- What is expected -
Give exactly the lines from the one with "movie poster -> point" through the final line of the listing below, both included, leaving out any pictures.

[begin Exercise data]

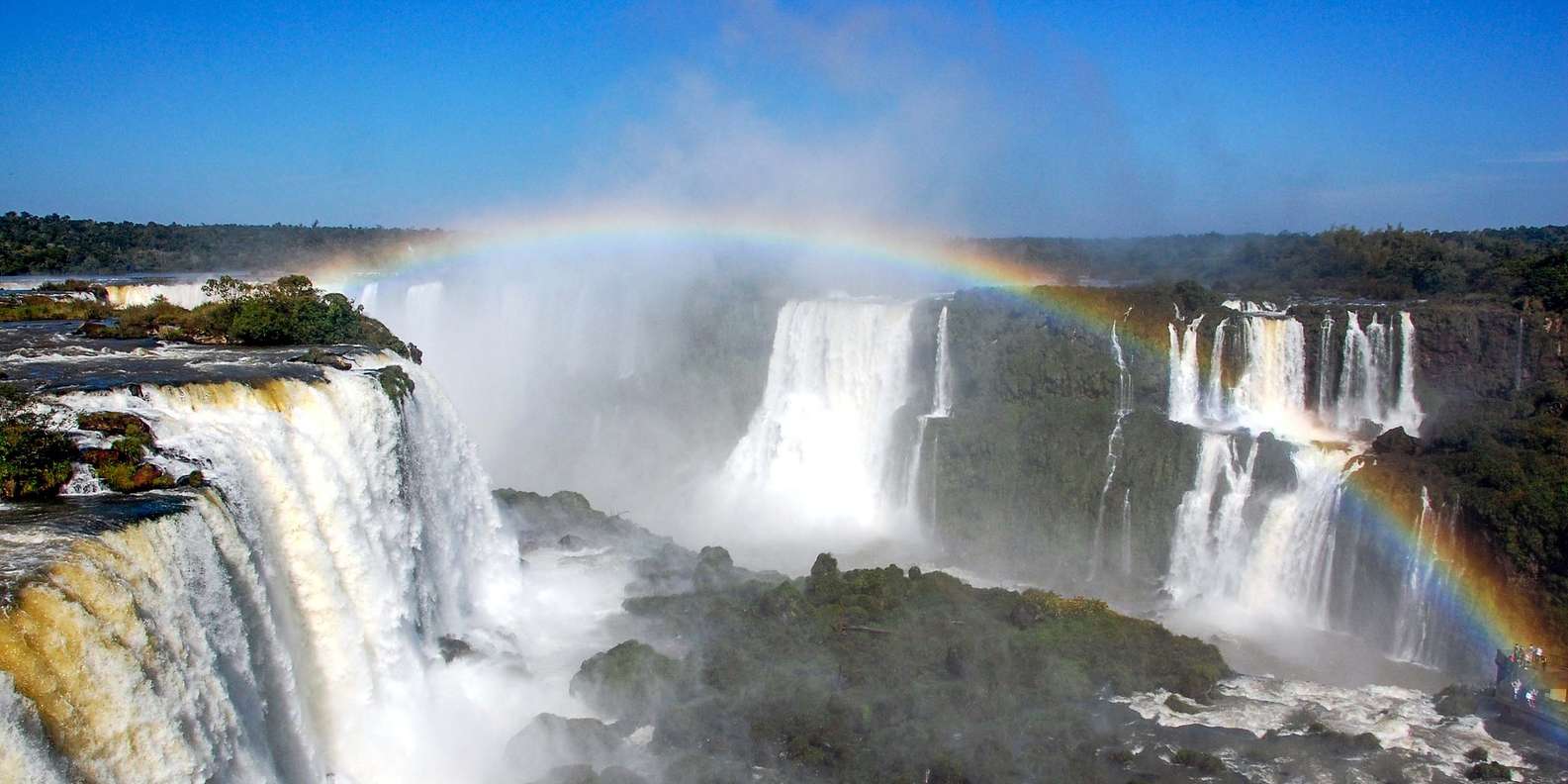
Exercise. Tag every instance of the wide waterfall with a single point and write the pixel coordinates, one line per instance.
(1286, 552)
(286, 626)
(825, 440)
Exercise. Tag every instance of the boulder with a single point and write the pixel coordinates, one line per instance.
(452, 647)
(579, 740)
(713, 569)
(319, 356)
(113, 424)
(1396, 442)
(627, 681)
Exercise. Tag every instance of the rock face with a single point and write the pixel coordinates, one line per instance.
(629, 681)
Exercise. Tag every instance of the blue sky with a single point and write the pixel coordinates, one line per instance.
(996, 118)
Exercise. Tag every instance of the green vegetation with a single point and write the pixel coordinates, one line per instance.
(1504, 461)
(123, 466)
(42, 308)
(35, 459)
(881, 674)
(289, 311)
(56, 244)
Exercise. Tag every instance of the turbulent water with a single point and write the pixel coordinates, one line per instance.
(1296, 555)
(283, 628)
(823, 442)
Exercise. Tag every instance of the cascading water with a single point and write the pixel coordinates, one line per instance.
(1291, 555)
(184, 295)
(1112, 456)
(941, 408)
(823, 440)
(284, 628)
(1184, 391)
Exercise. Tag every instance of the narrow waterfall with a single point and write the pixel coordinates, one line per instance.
(1326, 386)
(1114, 455)
(1216, 402)
(1519, 354)
(943, 384)
(941, 408)
(284, 628)
(1212, 539)
(1407, 410)
(823, 440)
(1184, 388)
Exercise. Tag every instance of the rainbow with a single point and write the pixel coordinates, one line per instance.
(1477, 593)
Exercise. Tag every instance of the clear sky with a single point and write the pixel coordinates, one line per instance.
(991, 118)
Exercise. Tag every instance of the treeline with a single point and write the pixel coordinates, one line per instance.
(63, 245)
(1388, 263)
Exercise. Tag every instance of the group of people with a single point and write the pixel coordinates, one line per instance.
(1522, 673)
(1527, 657)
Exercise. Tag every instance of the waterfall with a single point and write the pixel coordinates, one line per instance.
(284, 626)
(1216, 397)
(1326, 341)
(943, 384)
(1112, 447)
(1184, 372)
(1270, 389)
(941, 408)
(1519, 354)
(184, 295)
(1297, 553)
(1407, 411)
(822, 442)
(1211, 541)
(1126, 534)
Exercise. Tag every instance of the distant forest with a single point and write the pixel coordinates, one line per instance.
(1385, 263)
(63, 245)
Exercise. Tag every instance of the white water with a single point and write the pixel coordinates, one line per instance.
(184, 295)
(1112, 458)
(287, 629)
(1184, 391)
(1401, 719)
(1269, 561)
(822, 445)
(941, 408)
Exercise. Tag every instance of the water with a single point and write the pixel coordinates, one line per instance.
(286, 628)
(1112, 456)
(181, 294)
(1292, 555)
(823, 444)
(1184, 391)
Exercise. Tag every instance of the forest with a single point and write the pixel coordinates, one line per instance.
(58, 244)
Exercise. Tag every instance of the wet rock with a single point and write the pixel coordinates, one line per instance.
(113, 424)
(453, 647)
(319, 356)
(582, 740)
(627, 681)
(1488, 772)
(1457, 701)
(713, 569)
(1026, 614)
(1396, 442)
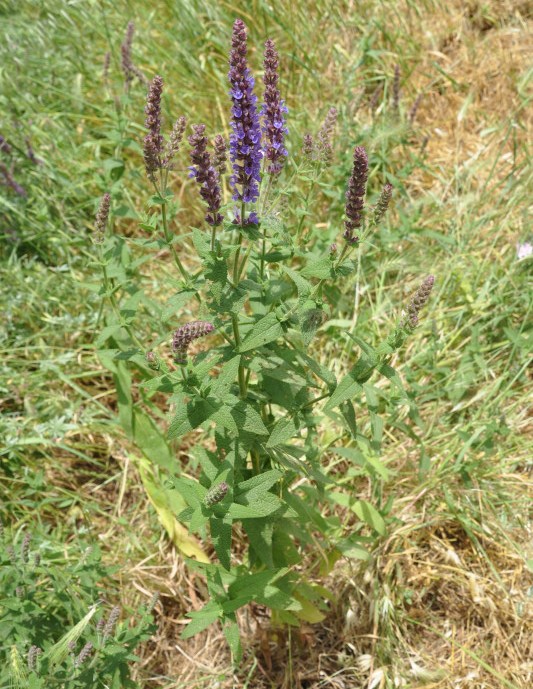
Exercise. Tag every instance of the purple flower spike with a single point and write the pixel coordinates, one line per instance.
(273, 111)
(324, 144)
(245, 139)
(185, 334)
(125, 55)
(153, 141)
(221, 154)
(206, 175)
(417, 303)
(10, 181)
(355, 194)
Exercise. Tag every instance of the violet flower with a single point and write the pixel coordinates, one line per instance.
(206, 175)
(102, 214)
(355, 194)
(174, 142)
(11, 182)
(245, 139)
(273, 109)
(383, 203)
(308, 146)
(4, 145)
(414, 109)
(185, 334)
(125, 55)
(418, 301)
(153, 141)
(220, 156)
(396, 90)
(324, 144)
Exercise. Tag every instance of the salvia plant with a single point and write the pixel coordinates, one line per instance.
(233, 352)
(55, 629)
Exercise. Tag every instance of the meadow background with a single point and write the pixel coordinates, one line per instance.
(446, 600)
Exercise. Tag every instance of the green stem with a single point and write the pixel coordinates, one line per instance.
(168, 240)
(109, 289)
(237, 335)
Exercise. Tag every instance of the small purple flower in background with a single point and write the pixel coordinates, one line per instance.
(524, 251)
(414, 109)
(308, 146)
(220, 156)
(33, 655)
(216, 494)
(206, 175)
(4, 145)
(84, 654)
(383, 203)
(109, 628)
(107, 64)
(396, 90)
(31, 153)
(374, 100)
(174, 142)
(324, 144)
(102, 216)
(245, 139)
(355, 194)
(125, 54)
(273, 111)
(185, 334)
(10, 181)
(153, 141)
(417, 303)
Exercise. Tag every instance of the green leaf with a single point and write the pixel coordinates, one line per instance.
(261, 507)
(231, 632)
(320, 268)
(362, 460)
(169, 383)
(201, 619)
(151, 442)
(352, 550)
(348, 412)
(310, 321)
(260, 533)
(175, 304)
(369, 514)
(264, 331)
(238, 415)
(190, 416)
(284, 430)
(106, 333)
(124, 399)
(250, 585)
(221, 535)
(302, 285)
(257, 484)
(345, 390)
(227, 376)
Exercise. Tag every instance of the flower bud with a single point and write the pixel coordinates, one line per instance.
(216, 494)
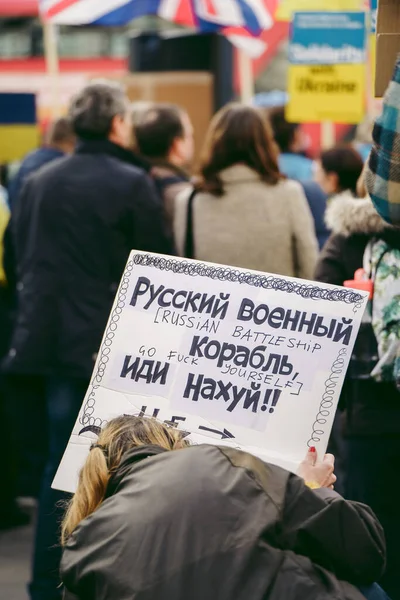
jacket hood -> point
(347, 216)
(129, 459)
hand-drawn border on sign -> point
(328, 397)
(199, 269)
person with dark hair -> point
(154, 518)
(164, 137)
(339, 169)
(60, 140)
(371, 405)
(290, 141)
(73, 227)
(243, 211)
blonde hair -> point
(119, 436)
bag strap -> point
(189, 241)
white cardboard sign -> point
(230, 356)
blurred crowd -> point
(112, 177)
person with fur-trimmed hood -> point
(371, 416)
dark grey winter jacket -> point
(209, 523)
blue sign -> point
(328, 38)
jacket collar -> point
(104, 146)
(347, 216)
(239, 172)
(128, 461)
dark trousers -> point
(64, 398)
(373, 478)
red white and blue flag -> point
(241, 20)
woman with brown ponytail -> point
(156, 519)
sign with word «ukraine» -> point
(229, 356)
(327, 74)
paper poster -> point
(288, 7)
(327, 73)
(228, 356)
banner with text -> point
(327, 73)
(229, 356)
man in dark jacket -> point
(209, 523)
(73, 227)
(61, 140)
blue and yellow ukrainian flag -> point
(19, 130)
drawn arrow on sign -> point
(224, 434)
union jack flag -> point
(241, 20)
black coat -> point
(73, 227)
(370, 408)
(209, 523)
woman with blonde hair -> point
(156, 519)
(243, 212)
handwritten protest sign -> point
(327, 74)
(229, 356)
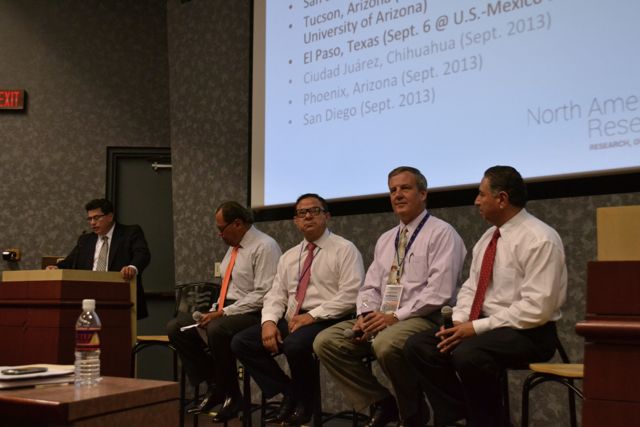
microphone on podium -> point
(447, 312)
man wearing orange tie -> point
(247, 269)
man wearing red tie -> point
(315, 286)
(505, 313)
(247, 269)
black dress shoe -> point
(385, 412)
(413, 421)
(229, 410)
(210, 400)
(301, 415)
(287, 407)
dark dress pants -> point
(297, 348)
(466, 383)
(218, 364)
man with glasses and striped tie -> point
(315, 287)
(111, 247)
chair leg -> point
(506, 410)
(246, 397)
(182, 395)
(196, 394)
(572, 406)
(317, 395)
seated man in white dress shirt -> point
(505, 313)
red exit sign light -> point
(11, 99)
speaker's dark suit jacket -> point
(127, 247)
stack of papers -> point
(55, 374)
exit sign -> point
(11, 99)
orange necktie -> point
(227, 278)
(486, 272)
(301, 291)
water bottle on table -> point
(88, 327)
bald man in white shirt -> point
(510, 324)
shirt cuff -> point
(481, 326)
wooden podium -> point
(39, 309)
(612, 348)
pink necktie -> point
(486, 272)
(306, 275)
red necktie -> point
(306, 275)
(227, 278)
(486, 271)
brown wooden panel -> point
(598, 413)
(613, 287)
(114, 401)
(37, 322)
(611, 372)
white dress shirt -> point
(252, 273)
(432, 269)
(529, 283)
(337, 272)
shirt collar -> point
(319, 242)
(413, 224)
(514, 221)
(248, 237)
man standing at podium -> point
(111, 247)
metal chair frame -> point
(536, 378)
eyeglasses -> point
(95, 218)
(221, 230)
(315, 211)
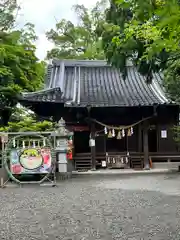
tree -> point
(147, 32)
(8, 11)
(20, 69)
(81, 41)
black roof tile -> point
(96, 83)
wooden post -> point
(140, 138)
(93, 147)
(145, 146)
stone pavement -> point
(132, 207)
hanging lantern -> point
(113, 133)
(123, 133)
(132, 131)
(109, 134)
(119, 135)
(105, 130)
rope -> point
(122, 127)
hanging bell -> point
(109, 134)
(119, 135)
(113, 133)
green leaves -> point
(81, 41)
(20, 69)
(149, 32)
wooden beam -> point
(93, 148)
(145, 145)
(140, 138)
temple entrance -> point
(116, 145)
(152, 139)
(81, 142)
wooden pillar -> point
(140, 138)
(93, 147)
(145, 145)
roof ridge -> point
(85, 63)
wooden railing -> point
(136, 159)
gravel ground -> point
(89, 208)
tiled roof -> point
(95, 83)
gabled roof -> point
(95, 83)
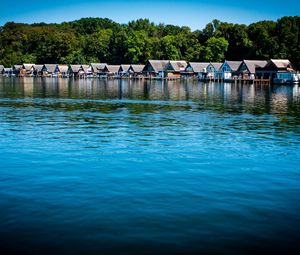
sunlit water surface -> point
(136, 167)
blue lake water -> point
(136, 167)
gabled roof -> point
(198, 67)
(86, 68)
(157, 65)
(17, 67)
(177, 66)
(98, 66)
(63, 68)
(111, 68)
(124, 68)
(281, 63)
(38, 68)
(28, 67)
(234, 65)
(75, 68)
(253, 64)
(216, 65)
(50, 68)
(137, 68)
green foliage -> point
(215, 49)
(103, 40)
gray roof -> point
(38, 68)
(137, 68)
(234, 65)
(198, 67)
(253, 64)
(112, 68)
(75, 68)
(28, 67)
(50, 68)
(63, 68)
(98, 66)
(281, 63)
(177, 66)
(124, 68)
(157, 65)
(216, 65)
(17, 67)
(86, 68)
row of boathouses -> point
(276, 70)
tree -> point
(215, 49)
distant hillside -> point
(102, 40)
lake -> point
(148, 167)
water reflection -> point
(224, 97)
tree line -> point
(91, 40)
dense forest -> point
(102, 40)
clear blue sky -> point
(192, 13)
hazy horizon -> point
(195, 14)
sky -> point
(192, 13)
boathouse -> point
(275, 66)
(174, 68)
(97, 68)
(197, 69)
(27, 70)
(280, 71)
(155, 68)
(213, 69)
(229, 70)
(123, 70)
(76, 71)
(136, 71)
(38, 70)
(49, 70)
(87, 69)
(251, 69)
(62, 70)
(110, 71)
(17, 69)
(8, 72)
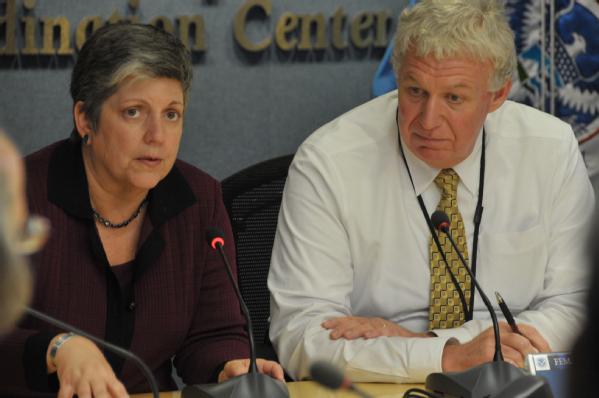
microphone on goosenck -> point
(253, 383)
(331, 377)
(491, 379)
(102, 343)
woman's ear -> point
(82, 122)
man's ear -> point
(499, 96)
(82, 123)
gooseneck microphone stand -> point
(491, 379)
(253, 383)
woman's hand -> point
(83, 371)
(238, 367)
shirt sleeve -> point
(311, 279)
(217, 331)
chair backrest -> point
(253, 198)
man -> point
(355, 277)
(16, 238)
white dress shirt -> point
(352, 240)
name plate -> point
(554, 368)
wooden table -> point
(310, 389)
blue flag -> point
(384, 78)
(558, 64)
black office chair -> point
(252, 198)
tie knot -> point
(447, 180)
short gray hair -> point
(447, 28)
(118, 51)
(15, 278)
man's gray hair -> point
(119, 51)
(477, 29)
(15, 283)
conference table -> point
(305, 389)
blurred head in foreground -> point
(20, 235)
(14, 275)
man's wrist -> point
(448, 360)
(53, 348)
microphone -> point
(252, 384)
(497, 378)
(104, 344)
(326, 374)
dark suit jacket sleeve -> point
(217, 332)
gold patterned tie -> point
(445, 307)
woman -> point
(127, 259)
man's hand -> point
(83, 371)
(515, 347)
(355, 327)
(238, 367)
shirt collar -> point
(424, 175)
(67, 187)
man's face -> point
(443, 105)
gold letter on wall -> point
(240, 21)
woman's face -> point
(138, 134)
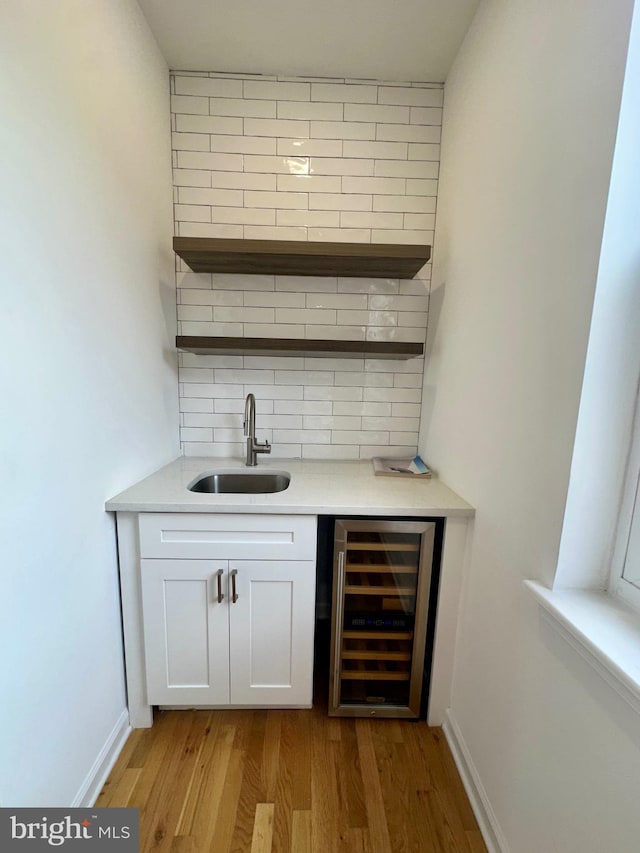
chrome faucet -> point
(253, 447)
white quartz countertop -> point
(317, 487)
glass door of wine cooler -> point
(381, 582)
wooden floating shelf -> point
(297, 257)
(298, 347)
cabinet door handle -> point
(219, 574)
(337, 640)
(234, 594)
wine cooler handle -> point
(234, 594)
(219, 574)
(337, 640)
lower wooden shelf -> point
(298, 347)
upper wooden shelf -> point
(299, 347)
(293, 257)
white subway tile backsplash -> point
(306, 111)
(307, 283)
(405, 203)
(398, 451)
(210, 297)
(359, 437)
(338, 201)
(196, 374)
(244, 376)
(406, 168)
(273, 330)
(271, 299)
(210, 87)
(414, 133)
(277, 91)
(392, 395)
(193, 280)
(304, 377)
(308, 183)
(212, 162)
(376, 150)
(242, 107)
(279, 158)
(203, 229)
(276, 127)
(354, 219)
(302, 407)
(243, 282)
(243, 180)
(209, 124)
(243, 215)
(376, 113)
(412, 97)
(189, 142)
(277, 165)
(243, 144)
(392, 423)
(340, 235)
(195, 312)
(343, 93)
(361, 408)
(424, 221)
(193, 404)
(340, 166)
(415, 186)
(200, 195)
(226, 314)
(276, 232)
(309, 218)
(377, 186)
(297, 200)
(344, 301)
(191, 178)
(426, 115)
(189, 105)
(330, 451)
(306, 316)
(195, 434)
(331, 392)
(342, 130)
(423, 151)
(336, 333)
(303, 436)
(412, 238)
(192, 213)
(309, 147)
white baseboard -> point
(487, 821)
(97, 776)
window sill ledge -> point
(604, 631)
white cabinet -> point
(220, 629)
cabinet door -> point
(271, 630)
(186, 631)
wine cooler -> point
(382, 578)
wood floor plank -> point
(262, 828)
(301, 832)
(292, 782)
(376, 818)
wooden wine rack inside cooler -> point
(381, 582)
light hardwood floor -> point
(292, 782)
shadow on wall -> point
(436, 301)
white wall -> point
(613, 361)
(89, 393)
(531, 109)
(292, 159)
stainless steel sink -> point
(241, 483)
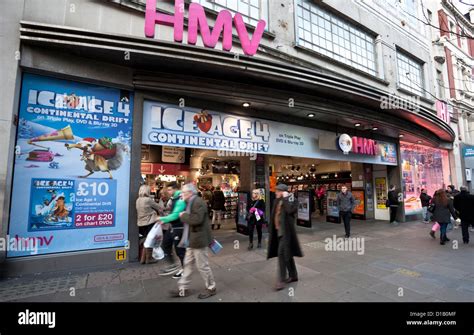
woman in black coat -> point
(283, 241)
(443, 209)
(255, 218)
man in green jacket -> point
(196, 238)
(173, 235)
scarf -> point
(184, 243)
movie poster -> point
(72, 167)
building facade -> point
(286, 79)
(453, 52)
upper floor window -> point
(251, 10)
(324, 32)
(410, 73)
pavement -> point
(398, 264)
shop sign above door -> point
(357, 145)
(197, 21)
(230, 135)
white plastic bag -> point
(154, 237)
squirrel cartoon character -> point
(100, 155)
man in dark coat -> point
(283, 241)
(393, 204)
(464, 204)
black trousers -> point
(252, 225)
(346, 218)
(286, 262)
(172, 237)
(393, 213)
(465, 230)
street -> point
(399, 264)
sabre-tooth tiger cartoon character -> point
(100, 155)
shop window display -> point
(422, 167)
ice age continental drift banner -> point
(72, 167)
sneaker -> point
(178, 274)
(180, 293)
(207, 294)
(169, 270)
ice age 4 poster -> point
(72, 166)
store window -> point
(410, 74)
(251, 10)
(422, 167)
(322, 31)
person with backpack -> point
(442, 210)
(425, 203)
(255, 218)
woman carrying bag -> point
(147, 216)
(255, 218)
(442, 209)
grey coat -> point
(345, 203)
(147, 210)
(442, 214)
(198, 220)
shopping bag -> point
(158, 253)
(215, 247)
(154, 237)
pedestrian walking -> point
(346, 204)
(443, 209)
(218, 206)
(283, 241)
(393, 204)
(320, 194)
(255, 218)
(425, 203)
(147, 216)
(196, 238)
(173, 235)
(464, 204)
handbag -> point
(215, 247)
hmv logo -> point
(197, 21)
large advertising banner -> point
(171, 125)
(72, 167)
(359, 209)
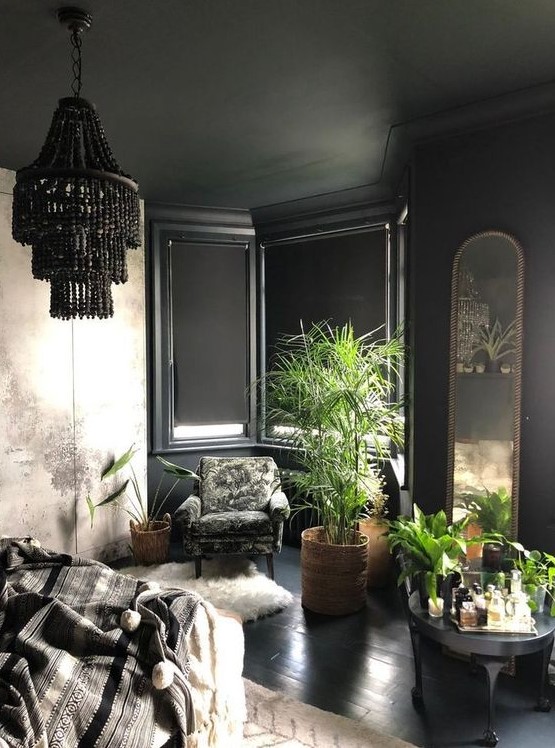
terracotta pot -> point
(379, 557)
(333, 577)
(151, 546)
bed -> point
(92, 657)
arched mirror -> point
(484, 381)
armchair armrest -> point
(188, 512)
(278, 508)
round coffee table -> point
(491, 651)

[end Exercise data]

- Full response -
movie poster -> point
(72, 167)
building facade -> point
(286, 79)
(453, 52)
upper floor window -> point
(251, 10)
(324, 32)
(410, 73)
pavement -> point
(398, 264)
shop sign above door -> point
(357, 145)
(197, 21)
(230, 135)
white plastic bag -> point
(154, 237)
squirrel cartoon character -> point
(100, 155)
man in dark coat -> point
(283, 241)
(393, 204)
(464, 204)
black trousers -> point
(252, 225)
(346, 218)
(286, 262)
(172, 237)
(393, 213)
(465, 230)
street -> point
(399, 264)
sabre-tooth tiger cartoon character -> point
(100, 155)
shop window display -> point
(422, 167)
ice age continental drift banner -> point
(72, 167)
sneaker -> point
(178, 274)
(180, 293)
(207, 294)
(169, 270)
ice age 4 poster -> point
(72, 166)
store window -> point
(410, 74)
(251, 10)
(422, 167)
(322, 31)
person with backpack -> point
(442, 210)
(425, 203)
(255, 218)
woman carrying bag -> point
(147, 216)
(255, 218)
(442, 209)
grey coat -> point
(345, 203)
(147, 210)
(442, 214)
(198, 220)
shopping bag -> point
(158, 253)
(215, 247)
(154, 237)
pedestrian walking -> point
(346, 204)
(443, 209)
(218, 206)
(283, 241)
(393, 204)
(320, 194)
(255, 218)
(425, 203)
(147, 216)
(196, 238)
(173, 235)
(464, 204)
handbag -> point
(215, 247)
hmv logo -> point
(197, 21)
large advertising banner -> point
(171, 125)
(72, 167)
(359, 209)
terracotta pot -> point
(379, 557)
(333, 577)
(151, 546)
bed -> point
(92, 657)
arched mirror -> point
(484, 381)
armchair armrest -> point
(188, 512)
(278, 508)
round coffee table -> point
(491, 651)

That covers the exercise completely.